Wheeler was adopted just before his second birthday by an American, Alexander Wheeler, a former Army officer and heir to a banking fortune, and his young wife Betty, daughter of a baronet, Sir John Gibbons. The couple also adopted a little girl, Susan, on the same day.

Wheeler spent his early years growing up on the Leighon Estate in Manaton, Devon.
He was educated at Eton College. He did his national service with the Welsh Guards, before studying at Christ Church, Oxford, from where he graduated with a second-class degree in law. He practised law as a barrister, before becoming an investment banker. However, Wheeler found his niche through IG Index, which pioneered spread betting. Originally, the company was launched to allow Britons to speculate on gold, when foreign exchange controls made it exorbitantly expensive to actually buy it.

==Politics==
===Conservative Party===
Although a successful businessman, Wheeler was not a well-known figure nationally until he donated £5m to the Conservative Party during the 2001 election campaign. This was the largest single donation ever made to a political party in the United Kingdom, until that of Frank Hester.

In January 2008, Wheeler brought an action against the government, represented by the Prime Minister, Gordon Brown, and the Foreign Secretary, David Miliband, over the government's process of ratification of the Treaty of Lisbon. The action sought to prevent the government from completing ratification of the treaty, on the grounds that it was illegal for a government to breach the public's legitimate expectation of adherence to manifesto and other commitments. The government, along with the Conservatives and Liberal Democrats, had pledged in their 2005 manifestos to hold a referendum on the European Constitution, which Wheeler held did not have "significant or material differences" from the Treaty of Lisbon. This action failed.

Wheeler was seen as belonging to the right wing of the Conservative Party. He supported Liam Fox in the 2005 leadership contest, and switched his support to David Davis against David Cameron in the final run-off. He was critical of the leadership of David Cameron during its first few months.

----

## Goal of the exercise
Copy out the passage about Wheeler word for word, from start to finish.

## Entries from a collection

----

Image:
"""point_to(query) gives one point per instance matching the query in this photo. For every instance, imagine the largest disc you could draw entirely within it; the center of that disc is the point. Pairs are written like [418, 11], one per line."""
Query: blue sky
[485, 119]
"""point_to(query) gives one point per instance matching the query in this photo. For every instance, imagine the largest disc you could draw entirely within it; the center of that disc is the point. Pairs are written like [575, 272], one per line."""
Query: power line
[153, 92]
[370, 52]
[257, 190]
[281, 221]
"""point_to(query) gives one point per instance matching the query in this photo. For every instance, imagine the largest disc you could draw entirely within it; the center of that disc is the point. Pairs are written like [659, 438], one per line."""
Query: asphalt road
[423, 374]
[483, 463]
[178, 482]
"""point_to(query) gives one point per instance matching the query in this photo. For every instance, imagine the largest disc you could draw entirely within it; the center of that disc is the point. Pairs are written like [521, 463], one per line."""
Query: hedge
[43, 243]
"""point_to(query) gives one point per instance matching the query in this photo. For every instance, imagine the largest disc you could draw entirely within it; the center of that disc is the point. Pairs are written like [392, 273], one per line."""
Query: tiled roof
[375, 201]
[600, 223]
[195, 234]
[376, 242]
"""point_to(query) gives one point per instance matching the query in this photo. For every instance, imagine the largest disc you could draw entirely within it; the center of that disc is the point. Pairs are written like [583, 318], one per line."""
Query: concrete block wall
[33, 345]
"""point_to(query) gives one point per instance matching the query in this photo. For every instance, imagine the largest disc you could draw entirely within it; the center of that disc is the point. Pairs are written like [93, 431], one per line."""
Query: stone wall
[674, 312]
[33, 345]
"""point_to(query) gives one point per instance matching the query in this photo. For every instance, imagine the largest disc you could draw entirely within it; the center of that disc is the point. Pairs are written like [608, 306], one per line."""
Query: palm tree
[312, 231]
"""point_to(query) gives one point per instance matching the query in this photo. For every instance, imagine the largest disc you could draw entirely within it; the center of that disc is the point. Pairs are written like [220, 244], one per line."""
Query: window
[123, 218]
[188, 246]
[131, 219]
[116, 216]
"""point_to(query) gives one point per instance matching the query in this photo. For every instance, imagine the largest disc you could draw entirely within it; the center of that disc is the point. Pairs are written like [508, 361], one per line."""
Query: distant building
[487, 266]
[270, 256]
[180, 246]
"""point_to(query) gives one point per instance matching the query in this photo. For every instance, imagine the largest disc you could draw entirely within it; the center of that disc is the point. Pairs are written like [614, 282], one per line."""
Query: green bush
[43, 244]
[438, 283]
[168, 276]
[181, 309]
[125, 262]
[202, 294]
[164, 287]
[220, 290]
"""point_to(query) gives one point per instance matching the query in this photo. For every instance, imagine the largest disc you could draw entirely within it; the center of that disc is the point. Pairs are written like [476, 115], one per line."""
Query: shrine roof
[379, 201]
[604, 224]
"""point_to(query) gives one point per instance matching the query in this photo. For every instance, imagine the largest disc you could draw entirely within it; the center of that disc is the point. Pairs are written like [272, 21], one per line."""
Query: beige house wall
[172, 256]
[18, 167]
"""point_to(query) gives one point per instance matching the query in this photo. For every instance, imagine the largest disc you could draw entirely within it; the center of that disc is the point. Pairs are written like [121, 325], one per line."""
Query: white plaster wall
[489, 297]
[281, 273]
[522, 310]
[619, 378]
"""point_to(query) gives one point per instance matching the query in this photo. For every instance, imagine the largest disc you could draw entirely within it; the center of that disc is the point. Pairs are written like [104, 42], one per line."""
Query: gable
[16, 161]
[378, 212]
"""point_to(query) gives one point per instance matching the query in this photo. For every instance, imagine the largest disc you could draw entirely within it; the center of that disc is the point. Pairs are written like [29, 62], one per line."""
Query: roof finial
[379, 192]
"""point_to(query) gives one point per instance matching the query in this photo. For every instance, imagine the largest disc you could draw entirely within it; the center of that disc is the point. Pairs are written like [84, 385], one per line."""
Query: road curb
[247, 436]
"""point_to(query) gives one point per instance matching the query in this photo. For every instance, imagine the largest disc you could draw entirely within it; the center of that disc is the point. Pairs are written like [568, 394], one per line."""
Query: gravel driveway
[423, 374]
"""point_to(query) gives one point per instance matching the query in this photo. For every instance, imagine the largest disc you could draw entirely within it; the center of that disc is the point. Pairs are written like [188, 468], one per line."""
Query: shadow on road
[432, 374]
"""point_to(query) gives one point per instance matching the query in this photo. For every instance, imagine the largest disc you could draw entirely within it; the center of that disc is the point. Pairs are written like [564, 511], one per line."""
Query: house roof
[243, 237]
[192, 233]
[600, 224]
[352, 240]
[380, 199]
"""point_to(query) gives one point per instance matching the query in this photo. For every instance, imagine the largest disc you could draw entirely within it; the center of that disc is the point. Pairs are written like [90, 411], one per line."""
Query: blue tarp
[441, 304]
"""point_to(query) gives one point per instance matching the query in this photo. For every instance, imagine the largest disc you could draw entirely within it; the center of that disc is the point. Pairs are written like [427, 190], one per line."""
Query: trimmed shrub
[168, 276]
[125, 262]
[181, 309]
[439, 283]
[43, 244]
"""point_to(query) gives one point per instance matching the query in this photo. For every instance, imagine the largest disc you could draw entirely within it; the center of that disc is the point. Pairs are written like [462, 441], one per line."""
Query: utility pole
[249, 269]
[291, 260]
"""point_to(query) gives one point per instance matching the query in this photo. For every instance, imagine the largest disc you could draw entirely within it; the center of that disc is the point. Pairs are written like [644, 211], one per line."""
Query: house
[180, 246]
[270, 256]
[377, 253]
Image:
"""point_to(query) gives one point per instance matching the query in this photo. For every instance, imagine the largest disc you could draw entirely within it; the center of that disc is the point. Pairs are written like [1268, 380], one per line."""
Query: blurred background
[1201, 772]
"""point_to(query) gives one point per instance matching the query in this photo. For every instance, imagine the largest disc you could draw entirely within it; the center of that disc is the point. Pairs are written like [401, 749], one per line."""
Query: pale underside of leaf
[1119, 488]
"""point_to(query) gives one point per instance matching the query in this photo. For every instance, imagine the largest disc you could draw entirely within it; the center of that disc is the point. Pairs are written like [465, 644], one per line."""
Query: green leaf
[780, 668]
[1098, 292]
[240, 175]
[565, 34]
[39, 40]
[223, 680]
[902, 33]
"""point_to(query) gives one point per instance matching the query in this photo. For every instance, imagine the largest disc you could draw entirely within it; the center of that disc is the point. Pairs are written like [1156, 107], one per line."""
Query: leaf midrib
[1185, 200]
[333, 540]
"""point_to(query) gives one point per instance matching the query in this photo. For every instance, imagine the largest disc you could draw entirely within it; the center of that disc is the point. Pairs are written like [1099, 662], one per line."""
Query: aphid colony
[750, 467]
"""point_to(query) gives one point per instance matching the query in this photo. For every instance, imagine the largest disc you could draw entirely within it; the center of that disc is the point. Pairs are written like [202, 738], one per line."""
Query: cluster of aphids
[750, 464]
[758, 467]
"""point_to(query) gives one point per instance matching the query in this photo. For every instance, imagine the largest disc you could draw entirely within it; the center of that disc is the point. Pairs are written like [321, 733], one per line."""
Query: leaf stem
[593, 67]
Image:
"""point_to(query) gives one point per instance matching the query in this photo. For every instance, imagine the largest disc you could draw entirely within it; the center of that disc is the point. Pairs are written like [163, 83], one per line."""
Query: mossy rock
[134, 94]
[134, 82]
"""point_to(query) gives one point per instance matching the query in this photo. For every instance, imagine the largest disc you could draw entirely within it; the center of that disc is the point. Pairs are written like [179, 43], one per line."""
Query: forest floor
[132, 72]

----

## Response area
Wheeler was adopted just before his second birthday by an American, Alexander Wheeler, a former Army officer and heir to a banking fortune, and his young wife Betty, daughter of a baronet, Sir John Gibbons. The couple also adopted a little girl, Susan, on the same day.

Wheeler spent his early years growing up on the Leighon Estate in Manaton, Devon.
He was educated at Eton College. He did his national service with the Welsh Guards, before studying at Christ Church, Oxford, from where he graduated with a second-class degree in law. He practised law as a barrister, before becoming an investment banker. However, Wheeler found his niche through IG Index, which pioneered spread betting. Originally, the company was launched to allow Britons to speculate on gold, when foreign exchange controls made it exorbitantly expensive to actually buy it.

==Politics==
===Conservative Party===
Although a successful businessman, Wheeler was not a well-known figure nationally until he donated £5m to the Conservative Party during the 2001 election campaign. This was the largest single donation ever made to a political party in the United Kingdom, until that of Frank Hester.

In January 2008, Wheeler brought an action against the government, represented by the Prime Minister, Gordon Brown, and the Foreign Secretary, David Miliband, over the government's process of ratification of the Treaty of Lisbon. The action sought to prevent the government from completing ratification of the treaty, on the grounds that it was illegal for a government to breach the public's legitimate expectation of adherence to manifesto and other commitments. The government, along with the Conservatives and Liberal Democrats, had pledged in their 2005 manifestos to hold a referendum on the European Constitution, which Wheeler held did not have "significant or material differences" from the Treaty of Lisbon. This action failed.

Wheeler was seen as belonging to the right wing of the Conservative Party. He supported Liam Fox in the 2005 leadership contest, and switched his support to David Davis against David Cameron in the final run-off. He was critical of the leadership of David Cameron during its first few months.